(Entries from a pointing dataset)
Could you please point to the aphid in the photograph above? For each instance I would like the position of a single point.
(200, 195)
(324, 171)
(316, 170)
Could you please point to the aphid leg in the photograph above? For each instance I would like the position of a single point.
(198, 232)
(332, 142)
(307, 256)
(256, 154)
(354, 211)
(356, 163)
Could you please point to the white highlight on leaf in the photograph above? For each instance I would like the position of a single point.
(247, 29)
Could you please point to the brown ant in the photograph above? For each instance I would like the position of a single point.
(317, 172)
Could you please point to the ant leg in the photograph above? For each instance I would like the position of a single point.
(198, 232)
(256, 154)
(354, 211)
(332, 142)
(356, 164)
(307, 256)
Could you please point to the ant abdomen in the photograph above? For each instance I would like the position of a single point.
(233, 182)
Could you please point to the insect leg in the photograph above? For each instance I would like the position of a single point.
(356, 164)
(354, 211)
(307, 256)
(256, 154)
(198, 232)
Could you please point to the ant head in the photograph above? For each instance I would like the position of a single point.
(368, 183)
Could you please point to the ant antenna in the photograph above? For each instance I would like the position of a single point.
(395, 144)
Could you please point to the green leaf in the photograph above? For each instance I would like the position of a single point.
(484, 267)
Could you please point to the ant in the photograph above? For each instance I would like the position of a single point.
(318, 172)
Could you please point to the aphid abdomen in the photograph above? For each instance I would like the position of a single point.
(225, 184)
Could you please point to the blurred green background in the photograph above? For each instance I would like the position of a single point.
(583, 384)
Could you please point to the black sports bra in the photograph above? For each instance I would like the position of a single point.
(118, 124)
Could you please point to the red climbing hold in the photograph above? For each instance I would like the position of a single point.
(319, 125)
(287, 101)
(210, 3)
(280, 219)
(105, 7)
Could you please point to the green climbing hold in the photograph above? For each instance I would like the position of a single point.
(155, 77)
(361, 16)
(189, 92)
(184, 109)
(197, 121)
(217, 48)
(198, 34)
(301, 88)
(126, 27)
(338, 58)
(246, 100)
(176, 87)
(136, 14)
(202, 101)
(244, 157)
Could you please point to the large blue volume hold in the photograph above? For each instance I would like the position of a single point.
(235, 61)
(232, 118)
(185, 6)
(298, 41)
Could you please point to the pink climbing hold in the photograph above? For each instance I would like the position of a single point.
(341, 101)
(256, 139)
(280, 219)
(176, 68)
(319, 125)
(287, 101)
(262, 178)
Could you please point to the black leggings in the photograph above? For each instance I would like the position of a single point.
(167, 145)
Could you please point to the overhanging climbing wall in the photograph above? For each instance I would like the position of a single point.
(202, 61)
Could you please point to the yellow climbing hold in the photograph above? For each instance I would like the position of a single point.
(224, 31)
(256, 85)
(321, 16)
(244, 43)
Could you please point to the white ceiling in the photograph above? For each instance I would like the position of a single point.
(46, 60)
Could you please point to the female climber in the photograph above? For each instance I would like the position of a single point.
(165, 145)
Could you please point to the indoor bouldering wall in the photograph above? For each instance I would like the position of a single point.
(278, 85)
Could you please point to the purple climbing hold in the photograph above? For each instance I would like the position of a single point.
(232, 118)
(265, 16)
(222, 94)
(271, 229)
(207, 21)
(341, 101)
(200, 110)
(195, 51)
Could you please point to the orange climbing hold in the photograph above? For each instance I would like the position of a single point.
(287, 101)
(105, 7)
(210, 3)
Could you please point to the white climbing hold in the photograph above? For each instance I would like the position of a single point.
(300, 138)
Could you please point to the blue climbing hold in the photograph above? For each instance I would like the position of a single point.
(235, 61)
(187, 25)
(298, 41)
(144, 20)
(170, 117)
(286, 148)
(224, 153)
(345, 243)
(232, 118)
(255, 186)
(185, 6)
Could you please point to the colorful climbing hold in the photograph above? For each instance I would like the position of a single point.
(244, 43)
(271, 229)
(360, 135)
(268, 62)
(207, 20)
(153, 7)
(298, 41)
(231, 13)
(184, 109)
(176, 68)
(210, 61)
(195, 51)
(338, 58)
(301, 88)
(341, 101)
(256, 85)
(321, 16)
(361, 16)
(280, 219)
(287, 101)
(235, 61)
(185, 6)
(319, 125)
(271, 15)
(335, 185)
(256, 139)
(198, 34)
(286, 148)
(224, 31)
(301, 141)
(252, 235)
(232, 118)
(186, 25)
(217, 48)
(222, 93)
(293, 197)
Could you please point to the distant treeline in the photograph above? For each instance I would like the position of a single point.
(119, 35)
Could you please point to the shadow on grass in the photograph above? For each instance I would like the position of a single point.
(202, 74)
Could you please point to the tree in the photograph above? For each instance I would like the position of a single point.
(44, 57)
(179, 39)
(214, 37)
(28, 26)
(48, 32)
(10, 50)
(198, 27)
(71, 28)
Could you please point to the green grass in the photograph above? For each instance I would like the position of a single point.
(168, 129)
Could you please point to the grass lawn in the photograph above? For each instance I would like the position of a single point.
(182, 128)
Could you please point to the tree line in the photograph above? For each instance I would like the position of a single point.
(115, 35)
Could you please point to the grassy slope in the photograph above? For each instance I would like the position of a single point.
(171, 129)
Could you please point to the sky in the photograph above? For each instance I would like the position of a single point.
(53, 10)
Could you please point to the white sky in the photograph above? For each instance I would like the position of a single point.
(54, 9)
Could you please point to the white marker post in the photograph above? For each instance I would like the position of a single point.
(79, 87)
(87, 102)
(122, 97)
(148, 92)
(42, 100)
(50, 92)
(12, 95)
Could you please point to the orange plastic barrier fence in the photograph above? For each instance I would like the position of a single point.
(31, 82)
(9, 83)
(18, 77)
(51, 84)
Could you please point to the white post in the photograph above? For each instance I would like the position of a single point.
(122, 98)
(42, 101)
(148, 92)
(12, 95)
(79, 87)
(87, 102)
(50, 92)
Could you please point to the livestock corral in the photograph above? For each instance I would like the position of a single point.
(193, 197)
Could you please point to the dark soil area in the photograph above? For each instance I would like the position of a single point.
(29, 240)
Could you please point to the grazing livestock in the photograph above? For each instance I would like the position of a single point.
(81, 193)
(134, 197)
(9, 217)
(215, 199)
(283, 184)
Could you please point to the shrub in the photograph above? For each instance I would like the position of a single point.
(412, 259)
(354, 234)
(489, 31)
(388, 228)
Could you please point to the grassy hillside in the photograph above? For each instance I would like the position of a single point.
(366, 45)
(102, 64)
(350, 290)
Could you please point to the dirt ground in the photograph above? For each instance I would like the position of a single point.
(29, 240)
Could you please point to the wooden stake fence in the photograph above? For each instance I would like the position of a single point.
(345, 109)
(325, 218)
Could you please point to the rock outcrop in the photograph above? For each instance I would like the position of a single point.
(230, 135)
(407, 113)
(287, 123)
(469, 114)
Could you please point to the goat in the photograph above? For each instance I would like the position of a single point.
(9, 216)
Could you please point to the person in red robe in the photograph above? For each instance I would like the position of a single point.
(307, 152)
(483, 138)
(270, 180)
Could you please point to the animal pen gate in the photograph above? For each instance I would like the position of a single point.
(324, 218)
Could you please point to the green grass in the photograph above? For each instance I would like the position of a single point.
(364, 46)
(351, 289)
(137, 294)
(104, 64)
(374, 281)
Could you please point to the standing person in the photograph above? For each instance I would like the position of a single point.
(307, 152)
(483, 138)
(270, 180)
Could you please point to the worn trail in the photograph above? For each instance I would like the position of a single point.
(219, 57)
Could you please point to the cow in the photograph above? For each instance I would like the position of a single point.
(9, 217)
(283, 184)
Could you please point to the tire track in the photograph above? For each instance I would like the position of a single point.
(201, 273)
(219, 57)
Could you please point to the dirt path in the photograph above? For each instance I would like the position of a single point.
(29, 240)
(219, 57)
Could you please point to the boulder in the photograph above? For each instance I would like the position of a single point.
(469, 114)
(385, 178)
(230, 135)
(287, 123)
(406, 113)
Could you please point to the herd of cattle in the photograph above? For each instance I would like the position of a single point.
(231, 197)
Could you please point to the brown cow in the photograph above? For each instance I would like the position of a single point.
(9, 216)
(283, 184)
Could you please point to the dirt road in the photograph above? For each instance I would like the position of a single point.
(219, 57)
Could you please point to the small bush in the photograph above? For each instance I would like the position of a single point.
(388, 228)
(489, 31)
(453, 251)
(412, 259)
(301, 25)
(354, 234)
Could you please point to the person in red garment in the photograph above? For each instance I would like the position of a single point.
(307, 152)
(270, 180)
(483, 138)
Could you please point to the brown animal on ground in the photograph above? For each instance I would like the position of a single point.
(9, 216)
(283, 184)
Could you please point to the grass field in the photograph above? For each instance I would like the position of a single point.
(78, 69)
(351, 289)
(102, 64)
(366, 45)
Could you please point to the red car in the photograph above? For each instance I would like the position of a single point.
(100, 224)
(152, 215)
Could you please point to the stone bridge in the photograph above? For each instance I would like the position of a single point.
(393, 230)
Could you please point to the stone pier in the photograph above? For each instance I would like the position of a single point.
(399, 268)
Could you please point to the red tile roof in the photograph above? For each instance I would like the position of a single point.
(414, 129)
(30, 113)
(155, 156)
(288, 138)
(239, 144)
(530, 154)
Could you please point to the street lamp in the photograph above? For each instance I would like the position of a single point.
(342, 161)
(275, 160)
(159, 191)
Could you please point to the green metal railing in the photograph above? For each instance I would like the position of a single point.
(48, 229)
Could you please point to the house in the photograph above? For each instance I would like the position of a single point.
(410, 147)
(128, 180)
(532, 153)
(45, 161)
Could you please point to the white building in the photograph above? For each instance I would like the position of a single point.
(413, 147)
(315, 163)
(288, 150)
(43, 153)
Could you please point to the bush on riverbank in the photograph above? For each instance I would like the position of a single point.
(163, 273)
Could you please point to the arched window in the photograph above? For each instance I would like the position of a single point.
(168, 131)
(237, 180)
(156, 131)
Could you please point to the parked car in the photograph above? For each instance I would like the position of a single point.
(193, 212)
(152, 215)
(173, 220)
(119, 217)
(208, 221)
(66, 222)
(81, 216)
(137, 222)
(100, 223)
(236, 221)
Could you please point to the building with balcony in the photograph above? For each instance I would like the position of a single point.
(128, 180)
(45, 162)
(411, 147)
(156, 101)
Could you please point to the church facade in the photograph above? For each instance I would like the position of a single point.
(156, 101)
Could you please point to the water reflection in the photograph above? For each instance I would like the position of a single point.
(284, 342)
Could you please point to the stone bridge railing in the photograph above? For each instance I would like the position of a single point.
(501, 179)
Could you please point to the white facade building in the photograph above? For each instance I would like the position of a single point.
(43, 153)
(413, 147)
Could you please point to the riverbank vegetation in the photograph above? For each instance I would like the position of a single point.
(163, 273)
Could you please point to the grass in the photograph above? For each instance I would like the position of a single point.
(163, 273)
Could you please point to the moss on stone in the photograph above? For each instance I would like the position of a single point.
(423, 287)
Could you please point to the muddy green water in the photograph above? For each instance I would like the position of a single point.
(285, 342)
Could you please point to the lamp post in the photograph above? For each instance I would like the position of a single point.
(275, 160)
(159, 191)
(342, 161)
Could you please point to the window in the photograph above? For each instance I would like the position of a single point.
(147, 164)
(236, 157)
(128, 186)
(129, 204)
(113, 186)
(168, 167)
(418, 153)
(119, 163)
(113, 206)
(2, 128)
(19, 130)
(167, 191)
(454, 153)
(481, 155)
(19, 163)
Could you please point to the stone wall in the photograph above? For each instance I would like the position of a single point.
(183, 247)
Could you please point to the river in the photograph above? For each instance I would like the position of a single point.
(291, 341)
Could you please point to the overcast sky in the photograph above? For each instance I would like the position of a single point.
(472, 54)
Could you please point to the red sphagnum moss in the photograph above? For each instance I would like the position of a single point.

Given task:
Repeat the line containing "Could you please point to the moss" and all subsequent lines through the final line of the data, exactly and with no others.

Written solution:
Could you please point to the moss on stone in the photograph above? For each instance I would like the position of a single point.
(423, 287)
Could you please point to the muddy green water in the photograph above? For each instance I would like the position of a single point.
(285, 342)
Could you please point to the lamp post in the photograph above? For each instance I would like the position of a single point.
(275, 160)
(159, 191)
(342, 161)
Could you please point to the window in the photograph above? For each instance I would like the position of a single point.
(147, 164)
(236, 157)
(128, 186)
(129, 204)
(113, 186)
(168, 167)
(418, 153)
(119, 163)
(113, 206)
(2, 128)
(19, 130)
(167, 191)
(454, 153)
(481, 155)
(19, 163)
Could you please point to the stone wall in the photograph above? For each instance I would like the position of a single point.
(183, 247)
Could you please point to the river in the photograph above? For each instance I would like the position of a single point.
(291, 341)
Could you please point to the overcast sky in the photograph above? For each instance I would like the position of a single point.
(472, 54)
Could you please point to the red sphagnum moss in the photograph above? For each instance I would like the position of a single point.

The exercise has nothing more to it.